• **SELECTED TEXT**

I live in England, so there are already bike lanes and such, they're just not as widespread as I wish they were and its almost always part of a car lane or a pedestrian lane

Woeps 6 days ago | parent [-]

My mother cycled from NL -> -> BE -> FR -> UK Stone henge and back again. Never again she said. It's a lovely country but the cycling infrastructure was ... questionable to say the least (according to her).

Which I found surprising, as their hiking trails are awesome and very well kept! For example I loved hiking on the Jurasic Coast and Cornwall. (Even signed up a for a National Trust memberships)

voidUpdate 6 days ago | parent | next [-]

Can confirm, I've done quite a lot of walking and properly marked trails are generally very well kept. I've walked quite a lot of the Cornwall coastline and there are active efforts to improve the walkability in certain areas in response to storms and such like. But yeah, you're very unlikely to find any kind of cycling infrastructure outside of cities, and even then its not amazing

ben_w 6 days ago | parent | prev [-]

Surprising, sure.

My memories of living in the UK is that there's a weird disconnect where "everyone walks" so walkers are treated as in-group and supported in their hobbies of walking, while "only lycra-clad fitness freaks cycle" so they're an out-group and demonised. This also extends to "how dare cyclists not need to pay road tax" when pedestrians also don't and also have essentially the same requirements for road surface quality, and lead to the same resurfacing requirements, as a bike.

Also, the UK romanticises the countryside — not just because it has some nice bits, but as part of its own national identity — and the imagined ideal when I was a kid was some old guy with a flat cap and a walking stick wearing tweed as they walk through it, not a cyclist.

Basically the imagery of 1974 J. R. R. Tolkien Calendar[0] (how did that ever happen?) crossed with Last of the Summer Wine[1].

[0] https://www.abebooks.com/book-search/title/1974-calendar/aut...

[1] https://www.bbc.com/news/uk-england-leeds-65715855

Earw0rm 6 days ago | parent [-]

Accurate.

This romanticist nonsense also means that adequately lit and drained paths - for walking, cycling and wheeling at all hours - inevitably attract rural NIMBY ire.

"Preserve the character of our rural village with its 5000 SUVs and its manor house built by plantation owners".

Presumably someone's done a Tolkien fanfic where it turns out the hobbits have a bunch of plantations in Numenor or somewhere populated by enslaved Uruks, and the twee-ness is a front for general assholeness and moral hypocrisy?

renewiltord 5 days ago | parent | next [-]

That’s amusing. Not anywhere near the same but The Last Ringbearer has Mordor as an industrializing society unfairly maligned.

arethuza 6 days ago | parent | prev [-]

I did always wonder about the general standard of living in the Shire - always seemed suspiciously high to me.

Earw0rm 5 days ago | parent | next [-]

Decent amount of manufactured goods, always enough food, no sign of a serf labouring class or any manufacturing to speak of.

It's 18th(ish) century rural England, without all the stuff that made 18th century rural England a relatively comfortable place, which is to say colonies, the slave trade, the early industrial revolution and so on.

partdavid 5 days ago | parent | prev [-]

Because it's attempting mythisimilitude, not verisimilitude.

• **WRITTEN EXERCISE 1**
Duplicate the records, beginning at their first line and stopping after the line that contains "535), (371, 554)]".
The discussion above has no connection to the records that follow it.

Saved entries
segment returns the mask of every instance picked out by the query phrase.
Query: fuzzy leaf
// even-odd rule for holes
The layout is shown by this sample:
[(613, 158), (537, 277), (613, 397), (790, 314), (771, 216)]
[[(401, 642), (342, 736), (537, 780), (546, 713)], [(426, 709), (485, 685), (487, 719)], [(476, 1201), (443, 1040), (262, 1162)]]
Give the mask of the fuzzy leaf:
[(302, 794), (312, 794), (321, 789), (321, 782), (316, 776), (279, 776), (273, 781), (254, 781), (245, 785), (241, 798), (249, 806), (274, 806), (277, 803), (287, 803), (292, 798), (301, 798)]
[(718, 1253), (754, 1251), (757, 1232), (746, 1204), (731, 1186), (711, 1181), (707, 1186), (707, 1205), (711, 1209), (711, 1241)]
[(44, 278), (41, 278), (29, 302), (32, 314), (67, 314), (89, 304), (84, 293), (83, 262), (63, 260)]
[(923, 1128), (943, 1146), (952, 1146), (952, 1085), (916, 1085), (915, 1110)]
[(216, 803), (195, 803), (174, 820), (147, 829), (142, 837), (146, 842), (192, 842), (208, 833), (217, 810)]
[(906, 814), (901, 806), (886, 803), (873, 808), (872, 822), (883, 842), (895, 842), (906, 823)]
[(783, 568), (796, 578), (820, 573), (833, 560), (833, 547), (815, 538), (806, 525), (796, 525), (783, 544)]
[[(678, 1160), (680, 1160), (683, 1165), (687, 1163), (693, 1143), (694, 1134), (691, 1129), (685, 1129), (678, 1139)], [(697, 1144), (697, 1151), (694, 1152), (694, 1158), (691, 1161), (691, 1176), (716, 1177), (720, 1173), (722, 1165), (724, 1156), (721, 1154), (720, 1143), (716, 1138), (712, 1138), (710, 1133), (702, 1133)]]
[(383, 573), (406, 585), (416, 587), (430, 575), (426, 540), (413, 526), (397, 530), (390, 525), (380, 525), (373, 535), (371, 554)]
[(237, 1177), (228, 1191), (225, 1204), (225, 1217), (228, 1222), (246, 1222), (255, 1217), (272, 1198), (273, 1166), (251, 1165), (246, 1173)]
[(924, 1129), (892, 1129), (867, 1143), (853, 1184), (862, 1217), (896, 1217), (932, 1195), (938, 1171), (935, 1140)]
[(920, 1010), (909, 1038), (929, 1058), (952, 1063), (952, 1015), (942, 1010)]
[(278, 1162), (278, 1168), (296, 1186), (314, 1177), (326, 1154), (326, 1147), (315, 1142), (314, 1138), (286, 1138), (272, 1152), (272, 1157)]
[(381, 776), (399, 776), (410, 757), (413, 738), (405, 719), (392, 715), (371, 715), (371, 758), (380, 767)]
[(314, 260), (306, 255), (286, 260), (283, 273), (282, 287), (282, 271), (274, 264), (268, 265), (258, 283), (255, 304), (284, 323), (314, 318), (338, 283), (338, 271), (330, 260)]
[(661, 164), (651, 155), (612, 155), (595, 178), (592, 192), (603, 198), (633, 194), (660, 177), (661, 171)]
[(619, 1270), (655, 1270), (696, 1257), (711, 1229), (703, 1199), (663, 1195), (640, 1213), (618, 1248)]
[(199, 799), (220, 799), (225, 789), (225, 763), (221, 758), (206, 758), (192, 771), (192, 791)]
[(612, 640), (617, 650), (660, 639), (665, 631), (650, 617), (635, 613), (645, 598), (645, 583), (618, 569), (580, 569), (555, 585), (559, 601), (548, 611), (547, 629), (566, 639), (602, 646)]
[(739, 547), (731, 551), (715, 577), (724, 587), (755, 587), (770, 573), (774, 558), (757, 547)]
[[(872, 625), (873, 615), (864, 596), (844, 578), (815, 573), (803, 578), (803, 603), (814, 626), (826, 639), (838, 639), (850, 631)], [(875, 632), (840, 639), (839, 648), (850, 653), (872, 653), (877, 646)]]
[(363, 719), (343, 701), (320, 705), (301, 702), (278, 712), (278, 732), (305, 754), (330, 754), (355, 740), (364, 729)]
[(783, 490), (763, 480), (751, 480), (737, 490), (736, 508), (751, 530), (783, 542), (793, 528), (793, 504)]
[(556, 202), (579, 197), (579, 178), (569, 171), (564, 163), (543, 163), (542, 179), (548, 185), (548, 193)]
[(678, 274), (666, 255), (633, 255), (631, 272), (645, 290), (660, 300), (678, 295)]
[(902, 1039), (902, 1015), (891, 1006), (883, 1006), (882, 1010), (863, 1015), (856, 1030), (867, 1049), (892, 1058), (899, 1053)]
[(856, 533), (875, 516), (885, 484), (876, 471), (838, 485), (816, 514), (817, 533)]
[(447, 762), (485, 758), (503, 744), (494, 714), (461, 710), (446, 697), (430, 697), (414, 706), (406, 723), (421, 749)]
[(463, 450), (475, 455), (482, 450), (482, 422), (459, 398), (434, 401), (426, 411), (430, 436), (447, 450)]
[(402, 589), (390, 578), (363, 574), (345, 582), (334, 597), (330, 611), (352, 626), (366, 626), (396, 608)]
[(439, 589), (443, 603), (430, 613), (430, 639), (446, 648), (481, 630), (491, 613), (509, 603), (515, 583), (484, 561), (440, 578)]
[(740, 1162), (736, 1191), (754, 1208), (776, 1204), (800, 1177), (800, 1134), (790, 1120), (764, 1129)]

• **WRITTEN EXERCISE 2**
Reproduce the discussion, beginning at the words "I did always" and stopping after "to speak of.", with "Shire" swapped for "village".

• **FINAL RESULT 1**
segment returns the mask of every instance picked out by the query phrase.
Query: fuzzy leaf
// even-odd rule for holes
The layout is shown by this sample:
[(613, 158), (537, 277), (613, 397), (790, 314), (771, 216)]
[[(401, 642), (342, 736), (537, 780), (546, 713)], [(426, 709), (485, 685), (487, 719)], [(476, 1201), (443, 1040), (262, 1162)]]
Give the mask of the fuzzy leaf:
[(302, 794), (312, 794), (321, 789), (321, 782), (316, 776), (279, 776), (273, 781), (254, 781), (245, 785), (241, 798), (249, 806), (274, 806), (277, 803), (287, 803), (292, 798), (301, 798)]
[(718, 1253), (754, 1251), (757, 1232), (746, 1204), (731, 1186), (711, 1181), (707, 1186), (707, 1205), (711, 1209), (711, 1241)]
[(44, 278), (41, 278), (29, 302), (32, 314), (67, 314), (89, 304), (84, 293), (83, 262), (63, 260)]
[(923, 1128), (943, 1146), (952, 1146), (952, 1085), (916, 1085), (915, 1110)]
[(216, 803), (195, 803), (174, 820), (147, 829), (142, 837), (146, 842), (192, 842), (208, 833), (217, 810)]
[(906, 814), (901, 806), (886, 803), (873, 808), (872, 822), (883, 842), (895, 842), (906, 823)]
[(783, 568), (796, 578), (820, 573), (833, 560), (833, 547), (815, 538), (806, 525), (796, 525), (783, 544)]
[[(678, 1160), (680, 1160), (683, 1165), (687, 1163), (693, 1143), (694, 1134), (691, 1129), (685, 1129), (678, 1139)], [(697, 1144), (697, 1151), (694, 1152), (694, 1158), (691, 1161), (691, 1176), (716, 1177), (720, 1173), (722, 1165), (724, 1156), (721, 1154), (720, 1143), (716, 1138), (712, 1138), (710, 1133), (702, 1133)]]
[(383, 573), (406, 585), (416, 587), (430, 575), (426, 540), (413, 526), (397, 530), (390, 525), (380, 525), (373, 535), (371, 554)]

• **FINAL RESULT 2**
I did always wonder about the general standard of living in the village - always seemed suspiciously high to me.

Earw0rm 5 days ago | parent | next [-]

Decent amount of manufactured goods, always enough food, no sign of a serf labouring class or any manufacturing to speak of.